• **TASK 1**
In the SUP surfing post, about how many days a year does the writer succeed in getting into the water?
• **TASK 2**
Repeat the SUP surfing post word for word, from "Beginners and experts" up to and including "little more precise.".
• **TASK 3**
Carry on the SUP surfing post, picking up right after its final sentence.

This post is the first in a very long series (I hope) on surfing your SUP. A lot of people are buying SUP boards just for flatwater paddling. More power to them, but there may come a day when you decide you’d like to try a bit of surfing. The good news is that all the things you’ve learned in paddling flatwater–balancing on the board, paddling techniques, turning, moving around on the board–will all come into play. The bad news is that it’s not nearly enough.

This series will give you practical knowledge about surfing. It won’t teach you to do it–only time in the water can do that. But it will accelerate your learning by showing how to best spend that time.

I’m not qualified by long experience to teach you to SUP surf. I’m a writer who SUP surfs. The knowledge here comes largely from other, more experienced people and from the lessons I’m learning as I take the same path you will take. I’ve been doing SUP surfing for about two years, but I do it intensively. I live in Portland, Oregon and Haiku, Hawaii, and I SUP surf and paddle in both places. I have the luxury of time–I’m semi-retired. I try to get in the water every day and probably succeed about 300 days per year. When I’m in the water I don’t just play, I’m always trying to learn new things.

Chapter 1 Section 1
Etiquette, safety, and wave knowledge

Step one is to reassess your swimming ability. When you’re SUP surfing, as opposed to flatwater paddling, you’ll be in rougher water, and you’ll have a higher likelihood of losing your board, even if you have a leash. You need to be able to swim to the beach from wherever you are surfing. In some cases, like reef breaks, that could be a mile. You also may be swimming in currents, chop, whitewater and breaking waves. Beef up your swimming before you tackle surfing.

Step two is to practice your breath-holding. It’s easy to get held down by a wave, even in relatively small surf. You might be held down for just a few seconds, or it might be more like fifteen. In very rare cases you might have to hold your breath for thirty seconds. That may not sound like much when you’re sitting on a couch, but it can be difficult. It’s worthwhile to practice holding your breath while you’re doing inactive pursuits, like watching the TV, and especially worthwhile to practice swimming underwater. The key to surviving a long hold-down in a big wave is not to panic. The only way to train yourself not to do that is to experience it many times. Start small–trust me, a hold-down from a chest-high wave can scare the hell out of you.

Etiquette and Safety
Before you venture into the water you should know what the surf community expects of you. There aren’t any true rules other than to respect the people you are going to surf with. But there are some customs and expectations you should know about. The “rules” of the SUP community are contained in a site called SUPright (HTTP://WWW.SUPright.com). these rules will change over time as other people add refinements to them, but here is what this site says today:

First thing to understand is that there really aren’t rules–not yet anyway. Right now there are simply ways that the community of SUP surfers believe we should act. If you don’t follow these ways, someone might yell at you, and people might think you’re a jerk, but that’s it.

And that’s the best reason of all to follow these ways–because we don’t want that to change. Join the community and share the stoke because that is what makes surfing–all surfing–so very special. Don’t put yourself outside of that by being an idiot.

Beginners and experts have a different set of responsibilities. We’re going to take pains to explain everything as clearly as possible, which will make this a little tedious. If you find that too slow just jump to the summary at the end.

Beginners
What’s a beginner? Well obviously if it’s your first week on a SUP and you’re still falling in every few minutes you’re an absolute beginner. Once you get into waves you’d probably count yourself a beginner if you can’t turn easily without falling. But the definition needs to be a little more precise.

• **ENTRIES SHOWN**

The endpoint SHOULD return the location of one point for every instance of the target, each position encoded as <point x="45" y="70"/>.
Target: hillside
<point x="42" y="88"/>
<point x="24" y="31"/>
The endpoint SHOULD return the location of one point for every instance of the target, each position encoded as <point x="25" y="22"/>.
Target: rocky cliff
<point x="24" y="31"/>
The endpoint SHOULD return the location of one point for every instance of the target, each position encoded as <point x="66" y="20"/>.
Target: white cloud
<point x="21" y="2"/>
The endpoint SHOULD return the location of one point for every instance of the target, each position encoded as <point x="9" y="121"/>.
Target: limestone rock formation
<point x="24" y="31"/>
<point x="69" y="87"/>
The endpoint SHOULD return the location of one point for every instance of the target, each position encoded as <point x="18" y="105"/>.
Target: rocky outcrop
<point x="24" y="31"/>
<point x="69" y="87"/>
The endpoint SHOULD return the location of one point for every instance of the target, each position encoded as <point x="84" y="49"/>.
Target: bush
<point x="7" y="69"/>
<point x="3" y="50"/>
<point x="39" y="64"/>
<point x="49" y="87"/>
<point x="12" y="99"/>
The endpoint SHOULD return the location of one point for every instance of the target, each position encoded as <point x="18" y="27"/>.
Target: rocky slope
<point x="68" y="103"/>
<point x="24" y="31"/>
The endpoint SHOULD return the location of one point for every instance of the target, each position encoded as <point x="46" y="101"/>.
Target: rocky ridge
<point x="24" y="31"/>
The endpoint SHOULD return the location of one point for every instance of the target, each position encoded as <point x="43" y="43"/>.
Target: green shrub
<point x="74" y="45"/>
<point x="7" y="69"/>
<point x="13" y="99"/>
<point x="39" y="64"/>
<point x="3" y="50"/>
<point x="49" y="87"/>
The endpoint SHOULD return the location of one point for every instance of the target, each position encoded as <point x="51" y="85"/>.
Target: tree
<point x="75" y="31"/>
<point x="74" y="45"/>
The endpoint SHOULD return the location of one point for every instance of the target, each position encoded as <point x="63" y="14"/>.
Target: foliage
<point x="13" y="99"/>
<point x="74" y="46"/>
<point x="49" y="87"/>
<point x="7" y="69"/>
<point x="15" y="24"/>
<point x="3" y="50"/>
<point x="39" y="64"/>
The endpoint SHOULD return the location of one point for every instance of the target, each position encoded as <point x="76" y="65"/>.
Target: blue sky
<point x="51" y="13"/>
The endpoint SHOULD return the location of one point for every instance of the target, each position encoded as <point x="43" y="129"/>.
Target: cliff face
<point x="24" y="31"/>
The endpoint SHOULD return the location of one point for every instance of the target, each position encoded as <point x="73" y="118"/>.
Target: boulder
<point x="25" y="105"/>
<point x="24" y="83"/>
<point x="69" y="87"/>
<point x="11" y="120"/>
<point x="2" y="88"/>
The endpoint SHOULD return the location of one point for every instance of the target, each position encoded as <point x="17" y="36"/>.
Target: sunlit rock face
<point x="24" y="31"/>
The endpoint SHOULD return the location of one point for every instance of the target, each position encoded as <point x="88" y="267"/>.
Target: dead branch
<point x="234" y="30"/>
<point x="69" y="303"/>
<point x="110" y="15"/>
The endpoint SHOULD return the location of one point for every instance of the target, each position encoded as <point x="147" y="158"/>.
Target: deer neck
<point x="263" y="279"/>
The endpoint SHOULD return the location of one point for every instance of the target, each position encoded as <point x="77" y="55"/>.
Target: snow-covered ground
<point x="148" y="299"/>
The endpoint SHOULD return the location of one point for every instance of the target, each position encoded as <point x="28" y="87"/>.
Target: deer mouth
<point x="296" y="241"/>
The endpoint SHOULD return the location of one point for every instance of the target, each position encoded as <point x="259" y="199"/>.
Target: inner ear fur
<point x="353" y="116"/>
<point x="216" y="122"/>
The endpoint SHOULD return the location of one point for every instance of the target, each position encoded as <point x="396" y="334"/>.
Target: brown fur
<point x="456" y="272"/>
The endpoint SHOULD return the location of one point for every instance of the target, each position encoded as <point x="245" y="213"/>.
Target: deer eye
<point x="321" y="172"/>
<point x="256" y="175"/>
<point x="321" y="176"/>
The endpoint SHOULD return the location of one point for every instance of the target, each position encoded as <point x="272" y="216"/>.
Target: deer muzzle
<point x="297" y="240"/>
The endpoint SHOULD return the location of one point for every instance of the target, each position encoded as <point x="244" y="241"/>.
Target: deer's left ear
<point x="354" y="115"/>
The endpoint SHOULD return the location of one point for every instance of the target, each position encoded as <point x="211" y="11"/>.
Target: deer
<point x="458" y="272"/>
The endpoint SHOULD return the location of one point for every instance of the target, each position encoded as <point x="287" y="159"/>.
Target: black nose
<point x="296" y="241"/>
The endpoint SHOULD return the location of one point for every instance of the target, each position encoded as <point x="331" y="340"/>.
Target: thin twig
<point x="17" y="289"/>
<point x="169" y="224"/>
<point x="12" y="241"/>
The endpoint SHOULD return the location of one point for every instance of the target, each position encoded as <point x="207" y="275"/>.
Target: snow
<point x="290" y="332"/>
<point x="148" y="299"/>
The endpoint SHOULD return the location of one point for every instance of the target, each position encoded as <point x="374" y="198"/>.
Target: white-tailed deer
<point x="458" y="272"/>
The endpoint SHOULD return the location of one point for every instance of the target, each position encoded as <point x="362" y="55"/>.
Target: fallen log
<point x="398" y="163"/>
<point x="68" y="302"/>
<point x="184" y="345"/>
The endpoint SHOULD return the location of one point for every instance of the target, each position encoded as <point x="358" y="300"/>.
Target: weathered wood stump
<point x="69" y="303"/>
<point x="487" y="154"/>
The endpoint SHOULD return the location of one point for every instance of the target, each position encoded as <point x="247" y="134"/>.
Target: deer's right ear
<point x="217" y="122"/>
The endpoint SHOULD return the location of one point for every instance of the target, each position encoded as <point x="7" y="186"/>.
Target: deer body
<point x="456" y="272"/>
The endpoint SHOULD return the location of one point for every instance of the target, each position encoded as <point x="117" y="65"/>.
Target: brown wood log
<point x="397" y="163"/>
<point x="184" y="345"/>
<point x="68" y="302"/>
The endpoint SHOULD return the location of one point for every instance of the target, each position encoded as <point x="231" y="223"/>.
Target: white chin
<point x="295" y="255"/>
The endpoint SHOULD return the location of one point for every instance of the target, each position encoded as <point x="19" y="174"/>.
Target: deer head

• **EXERCISE OUTPUT 1**
About 300 days per year.

• **EXERCISE OUTPUT 2**
Beginners and experts have a different set of responsibilities. We’re going to take pains to explain everything as clearly as possible, which will make this a little tedious. If you find that too slow just jump to the summary at the end.

Beginners
What’s a beginner? Well obviously if it’s your first week on a SUP and you’re still falling in every few minutes you’re an absolute beginner. Once you get into waves you’d probably count yourself a beginner if you can’t turn easily without falling. But the definition needs to be a little more precise.

• **EXERCISE OUTPUT 3**
Beginner: You can paddle out past the breaking waves without falling when knee high whitewater hits you. You can pick the right place to be in a wave, paddle to the right spot and turn in front of the wave without falling, then catch the wave.

Intermediate: In waist high waves you can do a bottom turn, a cutback, and turn out of the wave without falling. When you do fall you can grab your board. Your leash is rarely needed.

Beginners have no business in a popular break. You’ll get in the way, you can get hurt if a closeout wave or set comes through, if you catch a wave and fall you’ll lose your board to the end of your leash. Almost everything you do will endanger yourself and endanger other surfers. Paddle away from the break, find some small waves and practice.

One very important thing to practice is controlling your board. If you watch experienced surfers you’ll almost never see their boards at the end of their leash. They either turn out of waves at the end of their ride, or in the rare cases that they fall they grab the board as they fall.

The leash DOES NOT prevent your board from hurting other people. When your body is outstretched, being dragged by your runaway board you have four feet of body, perhaps ten feet of leash and eleven feet of board. That’s at least a 25 foot radius you can hurt other people within. Your board will generally be in the wave, sticking out just waiting to nail another surfer.

One disciplined way to practice controlling your board is to surf BY YOURSELF without a leash. By yourself means NO ONE in the water who could be hit by your board–all the way to the beach, because that’s probably how far you’ll have to swim to regain your board. You can certainly simulate this with a leash if you don’t want to do all that swimming, but going leash-less is a useful training aid and a commitment. Just never do it around other people.

If you are a beginner, and you want to paddle out and watch the more advanced surfers, stay in the channel (which should be obvious–it’s the way most surfers will be returning to the lineup) and sit down. Don’t wobble around in the lineup and loom over all the prone surfers. It’s rude and intimidating.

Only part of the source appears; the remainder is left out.